* BEGIN RECORDS PROVIDED *

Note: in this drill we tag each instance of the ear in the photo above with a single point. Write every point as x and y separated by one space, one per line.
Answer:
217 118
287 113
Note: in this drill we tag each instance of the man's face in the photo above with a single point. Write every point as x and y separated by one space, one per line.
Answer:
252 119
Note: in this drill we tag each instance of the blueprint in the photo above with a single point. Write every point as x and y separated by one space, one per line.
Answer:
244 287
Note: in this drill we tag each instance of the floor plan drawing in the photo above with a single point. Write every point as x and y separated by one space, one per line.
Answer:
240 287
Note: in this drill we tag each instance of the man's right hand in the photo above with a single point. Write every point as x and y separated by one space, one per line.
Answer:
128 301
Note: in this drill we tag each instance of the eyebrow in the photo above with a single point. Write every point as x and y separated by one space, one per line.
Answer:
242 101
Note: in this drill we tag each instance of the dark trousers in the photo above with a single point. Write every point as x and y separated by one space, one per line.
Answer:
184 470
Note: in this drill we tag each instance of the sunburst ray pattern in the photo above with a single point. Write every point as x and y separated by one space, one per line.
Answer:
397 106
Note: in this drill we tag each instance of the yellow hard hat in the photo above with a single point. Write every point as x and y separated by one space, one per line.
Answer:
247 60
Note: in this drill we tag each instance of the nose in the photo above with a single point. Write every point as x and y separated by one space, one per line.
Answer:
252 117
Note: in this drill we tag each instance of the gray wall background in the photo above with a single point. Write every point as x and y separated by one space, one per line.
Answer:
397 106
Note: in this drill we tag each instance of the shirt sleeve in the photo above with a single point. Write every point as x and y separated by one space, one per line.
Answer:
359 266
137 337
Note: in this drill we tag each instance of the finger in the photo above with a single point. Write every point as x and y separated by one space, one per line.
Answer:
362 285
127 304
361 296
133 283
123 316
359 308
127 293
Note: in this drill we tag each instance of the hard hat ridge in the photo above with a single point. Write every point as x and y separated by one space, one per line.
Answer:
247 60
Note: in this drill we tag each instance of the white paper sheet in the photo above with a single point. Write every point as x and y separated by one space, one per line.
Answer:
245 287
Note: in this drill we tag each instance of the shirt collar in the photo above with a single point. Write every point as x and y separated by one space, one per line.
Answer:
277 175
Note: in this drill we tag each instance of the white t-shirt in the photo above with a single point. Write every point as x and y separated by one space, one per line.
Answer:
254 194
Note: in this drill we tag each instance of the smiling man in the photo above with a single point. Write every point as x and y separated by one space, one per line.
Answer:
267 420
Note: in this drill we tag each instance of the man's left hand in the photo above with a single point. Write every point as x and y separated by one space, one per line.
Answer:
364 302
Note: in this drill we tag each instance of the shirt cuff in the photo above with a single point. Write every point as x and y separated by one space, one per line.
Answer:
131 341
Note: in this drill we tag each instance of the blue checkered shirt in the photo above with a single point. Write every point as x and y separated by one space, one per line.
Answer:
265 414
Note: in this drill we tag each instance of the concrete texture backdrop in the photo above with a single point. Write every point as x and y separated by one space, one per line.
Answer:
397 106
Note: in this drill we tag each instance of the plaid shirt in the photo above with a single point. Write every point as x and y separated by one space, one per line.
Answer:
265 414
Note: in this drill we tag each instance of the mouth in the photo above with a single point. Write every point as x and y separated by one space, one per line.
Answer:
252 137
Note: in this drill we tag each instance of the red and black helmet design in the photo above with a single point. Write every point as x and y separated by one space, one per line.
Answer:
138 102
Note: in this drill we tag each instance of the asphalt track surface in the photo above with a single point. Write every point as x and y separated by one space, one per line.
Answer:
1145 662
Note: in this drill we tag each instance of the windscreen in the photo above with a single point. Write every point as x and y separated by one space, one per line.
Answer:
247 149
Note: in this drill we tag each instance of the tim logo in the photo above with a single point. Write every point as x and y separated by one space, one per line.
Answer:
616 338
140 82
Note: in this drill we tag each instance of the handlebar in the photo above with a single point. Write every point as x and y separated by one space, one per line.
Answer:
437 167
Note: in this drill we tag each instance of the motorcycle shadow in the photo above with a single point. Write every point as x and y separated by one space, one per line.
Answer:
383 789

* END RECORDS PROVIDED *

• **REQUIRED WORK**: Write out the full listing exactly as given.

• **RESPONSE TO THE EXERCISE**:
Note: in this drill we tag each instance of the ear in the photo above with a single point. Write every point as x and y separated by one space, one per line.
Answer:
217 118
287 113
Note: in this drill we tag each instance of the man's face in the photo above with a single point. Write every point as x and y separated by one space, one per line.
Answer:
252 119
Note: in this drill we tag each instance of the blueprint in the photo above with a single point. Write every point as x and y separated by one space, one per line.
Answer:
244 287
Note: in this drill we tag each instance of the floor plan drawing in the photo above with a single point. Write every point as x and y separated by one space, one per line.
Answer:
240 287
Note: in this drill we tag each instance of the man's right hand in the photo above with a single point. Write every point as x and y separated by one space, one per line.
Answer:
128 301
Note: in this drill we tag each instance of the eyebrow in the photo above with a single point. Write every point as x and y separated by one space, one per line.
Answer:
242 101
Note: in this drill we tag each instance of the dark trousers in the photo above with a single point. Write every point as x and y separated by one space, one per line.
Answer:
184 470
Note: in this drill we tag each instance of the sunburst ray pattern in the photo above with a single point. Write every point as x and y separated by one space, one per line.
Answer:
397 106
Note: in this drill we tag each instance of the yellow hard hat in the photo above with a single point. Write every point as x and y separated by one space, one per line.
Answer:
247 60
Note: in this drill we tag each instance of the nose in the photo above with a single point. Write every point as x and y separated by one space, one per line.
Answer:
252 117
Note: in this drill we tag each instance of the gray wall background in the photo above with a single point. Write every point as x and y separated by one space, one per line.
Answer:
397 106
Note: in this drill we tag each instance of the shirt sleeve in the photo above with a single point. Write every point as x and y separated by one space, one per line.
Answer:
359 266
137 337
Note: in this drill we tag each instance of the finger in the photo above with a single point. Write every point as x and y separated by one space, one per line.
Answer:
362 285
127 304
361 296
133 283
123 316
359 308
127 293
Note: in this drill we tag each instance of the hard hat ridge in the photo above with a single point. Write every point as x and y separated by one space, one per line.
Answer:
247 60
Note: in this drill we tag each instance of the white paper sheet in the photo above with a single point. Write every point as x and y separated by one space, one per line.
Answer:
245 287
Note: in this drill we tag each instance of the shirt collar in the photo above with a single point. Write every point as x and y separated by one space, one per line.
Answer:
277 175
Note: in this drill we tag each instance of the white t-shirt in the photo above with a single point. Write every point as x and y separated by one space, one per line.
Answer:
254 194
Note: in this drill we tag each instance of the smiling man in the photo above with a single point. Write every point as x and y separated by one space, one per line.
Answer:
267 420
Note: in this drill we tag each instance of the man's left hand in the photo above with a single point. Write every point as x and y separated by one space, one per line.
Answer:
364 302
Note: in this drill we tag each instance of the shirt cuff in the photo above with a single point. Write every point as x and y separated by one space, one per line.
Answer:
131 341
Note: in this drill we tag each instance of the blue checkered shirt in the photo above with a single point. Write every point as x and y separated by one space, one per line.
Answer:
265 414
Note: in this drill we tag each instance of the concrete texture backdrop in the photo above with a single point. Write every point as x and y separated by one space, one per line.
Answer:
397 106
Note: in this drill we tag each instance of the plaid shirt in the photo above with a single point. Write every point as x and y separated by one space, one per line.
Answer:
265 414
Note: in this drill we tag each instance of the mouth in the photo above with a single point. Write every point as x and y separated by one space, one per line.
Answer:
252 137
Note: in this drill we tag each instance of the red and black helmet design in the photo above with a single point. Write every point as x and y separated by one space, one per line.
Answer:
138 102
Note: in this drill we tag each instance of the asphalt track surface in the photo above with a single point. Write every point as x and y separated by one space, one per line.
Answer:
1145 662
Note: in this drill we tag each instance of the windscreen in the photo above with a single point. Write every point as x and y separated by one space, one per line.
Answer:
247 149
Note: in this drill we tag each instance of the tim logo in the photo above with a single point. Write every point as x and y separated by one space, one per line.
Answer:
616 338
140 82
Note: in this drill we tag each instance of the handlebar in the photo above with a single point. Write every point as x and y separated by one space, one per line.
Answer:
437 167
Note: in this drill we tag each instance of the motorcycle shadow in the photo above with a single point. Write every point as x and y separated by one space, one per line.
Answer:
383 789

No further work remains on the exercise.